◆ What this task involves ◆
Render every line of the records below as a Markdown table with two columns, No. for the row number and Line for the line itself. Leave out blank lines.

◆ Material shown ◆
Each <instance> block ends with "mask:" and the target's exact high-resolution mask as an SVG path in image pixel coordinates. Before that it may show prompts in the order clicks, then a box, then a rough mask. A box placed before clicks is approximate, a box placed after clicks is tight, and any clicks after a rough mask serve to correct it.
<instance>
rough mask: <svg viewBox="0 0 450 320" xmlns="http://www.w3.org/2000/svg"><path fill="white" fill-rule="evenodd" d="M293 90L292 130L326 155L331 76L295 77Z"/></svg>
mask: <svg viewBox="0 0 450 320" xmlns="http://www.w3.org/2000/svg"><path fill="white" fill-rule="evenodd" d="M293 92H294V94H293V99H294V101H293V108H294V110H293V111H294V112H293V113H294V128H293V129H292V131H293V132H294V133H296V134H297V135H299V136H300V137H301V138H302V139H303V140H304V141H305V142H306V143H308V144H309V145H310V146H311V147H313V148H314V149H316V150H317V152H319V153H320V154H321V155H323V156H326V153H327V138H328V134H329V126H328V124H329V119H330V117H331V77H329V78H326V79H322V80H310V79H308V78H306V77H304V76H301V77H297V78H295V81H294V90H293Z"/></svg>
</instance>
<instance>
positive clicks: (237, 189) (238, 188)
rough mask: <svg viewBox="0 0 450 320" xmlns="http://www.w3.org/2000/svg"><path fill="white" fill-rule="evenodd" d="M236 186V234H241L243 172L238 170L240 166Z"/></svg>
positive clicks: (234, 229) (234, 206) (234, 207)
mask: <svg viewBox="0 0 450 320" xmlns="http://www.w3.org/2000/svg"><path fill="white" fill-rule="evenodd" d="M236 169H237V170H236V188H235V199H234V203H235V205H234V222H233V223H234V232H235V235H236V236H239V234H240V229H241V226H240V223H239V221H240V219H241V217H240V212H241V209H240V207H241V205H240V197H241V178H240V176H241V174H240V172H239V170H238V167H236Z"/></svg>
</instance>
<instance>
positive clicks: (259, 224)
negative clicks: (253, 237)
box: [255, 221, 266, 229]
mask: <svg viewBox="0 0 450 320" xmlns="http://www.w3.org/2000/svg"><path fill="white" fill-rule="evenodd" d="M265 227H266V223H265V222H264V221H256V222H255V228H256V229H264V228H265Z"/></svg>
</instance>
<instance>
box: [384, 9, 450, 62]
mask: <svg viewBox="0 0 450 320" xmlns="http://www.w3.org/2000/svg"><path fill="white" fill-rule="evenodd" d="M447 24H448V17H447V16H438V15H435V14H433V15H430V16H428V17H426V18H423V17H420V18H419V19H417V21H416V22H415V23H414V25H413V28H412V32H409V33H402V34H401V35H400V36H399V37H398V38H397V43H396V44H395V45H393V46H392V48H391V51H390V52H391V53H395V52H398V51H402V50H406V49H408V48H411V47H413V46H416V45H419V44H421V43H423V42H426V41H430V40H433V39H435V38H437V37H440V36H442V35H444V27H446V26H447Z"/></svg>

◆ Completed exercise ◆
| No. | Line |
|---|---|
| 1 | Each <instance> block ends with "mask:" and the target's exact high-resolution mask as an SVG path in image pixel coordinates. Before that it may show prompts in the order clicks, then a box, then a rough mask. A box placed before clicks is approximate, a box placed after clicks is tight, and any clicks after a rough mask serve to correct it. |
| 2 | <instance> |
| 3 | rough mask: <svg viewBox="0 0 450 320" xmlns="http://www.w3.org/2000/svg"><path fill="white" fill-rule="evenodd" d="M293 90L292 130L326 155L331 76L295 77Z"/></svg> |
| 4 | mask: <svg viewBox="0 0 450 320" xmlns="http://www.w3.org/2000/svg"><path fill="white" fill-rule="evenodd" d="M293 92H294V94H293V99H294V101H293V108H294V110H293V111H294V112H293V113H294V128H293V129H292V131H293V132H294V133H296V134H297V135H299V136H300V137H301V138H302V139H303V140H304V141H305V142H306V143H308V144H309V145H310V146H311V147H313V148H314V149H316V150H317V152H319V153H320V154H321V155H323V156H326V153H327V138H328V134H329V126H328V124H329V119H330V117H331V77H329V78H326V79H322V80H310V79H308V78H306V77H304V76H301V77H297V78H295V81H294V90H293Z"/></svg> |
| 5 | </instance> |
| 6 | <instance> |
| 7 | positive clicks: (237, 189) (238, 188) |
| 8 | rough mask: <svg viewBox="0 0 450 320" xmlns="http://www.w3.org/2000/svg"><path fill="white" fill-rule="evenodd" d="M236 186V234H241L243 172L238 170L240 166Z"/></svg> |
| 9 | positive clicks: (234, 229) (234, 206) (234, 207) |
| 10 | mask: <svg viewBox="0 0 450 320" xmlns="http://www.w3.org/2000/svg"><path fill="white" fill-rule="evenodd" d="M236 169H237V170H236V188H235V199H234V203H235V205H234V222H233V223H234V232H235V235H236V236H239V234H240V229H241V226H240V223H239V221H240V219H241V217H240V212H241V209H240V207H241V205H240V197H241V178H240V176H241V174H240V172H239V170H238V167H236Z"/></svg> |
| 11 | </instance> |
| 12 | <instance> |
| 13 | positive clicks: (259, 224) |
| 14 | negative clicks: (253, 237) |
| 15 | box: [255, 221, 266, 229] |
| 16 | mask: <svg viewBox="0 0 450 320" xmlns="http://www.w3.org/2000/svg"><path fill="white" fill-rule="evenodd" d="M265 227H266V223H265V222H264V221H256V222H255V228H256V229H264V228H265Z"/></svg> |
| 17 | </instance> |
| 18 | <instance> |
| 19 | box: [384, 9, 450, 62] |
| 20 | mask: <svg viewBox="0 0 450 320" xmlns="http://www.w3.org/2000/svg"><path fill="white" fill-rule="evenodd" d="M447 24H448V17H447V16H438V15H435V14H433V15H430V16H428V17H426V18H423V17H420V18H419V19H417V21H416V22H415V23H414V25H413V28H412V32H409V33H402V34H401V35H400V36H399V37H398V38H397V43H396V44H395V45H393V46H392V48H391V51H390V52H391V53H395V52H398V51H402V50H406V49H408V48H411V47H413V46H416V45H419V44H421V43H423V42H426V41H430V40H433V39H435V38H437V37H440V36H442V35H444V27H446V26H447Z"/></svg> |